INSTRUCTION —
Copy out every line from the one containing "of the stone" down to the one containing "Target: stone building", both included, with nothing changed.

[Point labeling dataset excerpts]
○ ○ ○

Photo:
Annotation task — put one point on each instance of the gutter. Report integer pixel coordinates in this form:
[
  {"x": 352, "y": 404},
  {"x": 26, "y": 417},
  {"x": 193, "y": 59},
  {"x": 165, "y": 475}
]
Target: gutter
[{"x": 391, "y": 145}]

○ ○ ○

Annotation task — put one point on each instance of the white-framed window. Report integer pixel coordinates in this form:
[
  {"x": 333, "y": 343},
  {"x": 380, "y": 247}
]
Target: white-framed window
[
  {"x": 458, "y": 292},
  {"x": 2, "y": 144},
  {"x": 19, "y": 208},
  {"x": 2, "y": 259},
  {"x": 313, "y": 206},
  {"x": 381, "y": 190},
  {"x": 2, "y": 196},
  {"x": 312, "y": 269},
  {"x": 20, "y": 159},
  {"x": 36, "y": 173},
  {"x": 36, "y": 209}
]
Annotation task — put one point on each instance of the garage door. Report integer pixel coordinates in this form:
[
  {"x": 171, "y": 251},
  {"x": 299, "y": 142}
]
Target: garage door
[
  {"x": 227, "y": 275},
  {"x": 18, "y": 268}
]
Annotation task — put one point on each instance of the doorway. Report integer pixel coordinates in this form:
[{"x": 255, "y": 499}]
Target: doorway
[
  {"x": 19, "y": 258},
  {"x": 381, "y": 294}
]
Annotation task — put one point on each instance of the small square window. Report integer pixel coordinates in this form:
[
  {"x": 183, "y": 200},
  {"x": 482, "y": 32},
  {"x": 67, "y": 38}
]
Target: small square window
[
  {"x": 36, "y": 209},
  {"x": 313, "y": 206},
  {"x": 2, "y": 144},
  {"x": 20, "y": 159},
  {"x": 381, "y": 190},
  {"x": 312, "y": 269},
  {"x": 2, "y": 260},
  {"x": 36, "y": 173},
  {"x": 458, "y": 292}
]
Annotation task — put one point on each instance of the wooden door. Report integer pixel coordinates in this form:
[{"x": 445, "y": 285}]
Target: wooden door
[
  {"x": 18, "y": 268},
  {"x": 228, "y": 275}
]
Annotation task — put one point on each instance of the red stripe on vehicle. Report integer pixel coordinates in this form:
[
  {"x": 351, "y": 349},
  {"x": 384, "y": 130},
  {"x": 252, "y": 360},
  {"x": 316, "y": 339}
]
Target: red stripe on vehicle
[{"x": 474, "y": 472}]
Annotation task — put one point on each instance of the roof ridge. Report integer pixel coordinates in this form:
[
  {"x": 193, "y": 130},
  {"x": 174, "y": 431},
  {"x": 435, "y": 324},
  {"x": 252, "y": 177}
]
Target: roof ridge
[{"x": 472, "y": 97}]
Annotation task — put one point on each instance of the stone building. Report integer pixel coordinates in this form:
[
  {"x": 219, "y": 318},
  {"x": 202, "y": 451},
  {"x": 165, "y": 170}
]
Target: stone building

○ ○ ○

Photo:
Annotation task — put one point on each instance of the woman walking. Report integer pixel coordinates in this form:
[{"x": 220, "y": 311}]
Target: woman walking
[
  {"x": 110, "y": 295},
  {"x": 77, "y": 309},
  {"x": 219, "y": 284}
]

○ ○ ○

TASK SOLUTION —
Annotation task — put one point on each instance of the stone building. Report integer pixel coordinates in this form:
[
  {"x": 219, "y": 318},
  {"x": 202, "y": 451},
  {"x": 165, "y": 170}
]
Target: stone building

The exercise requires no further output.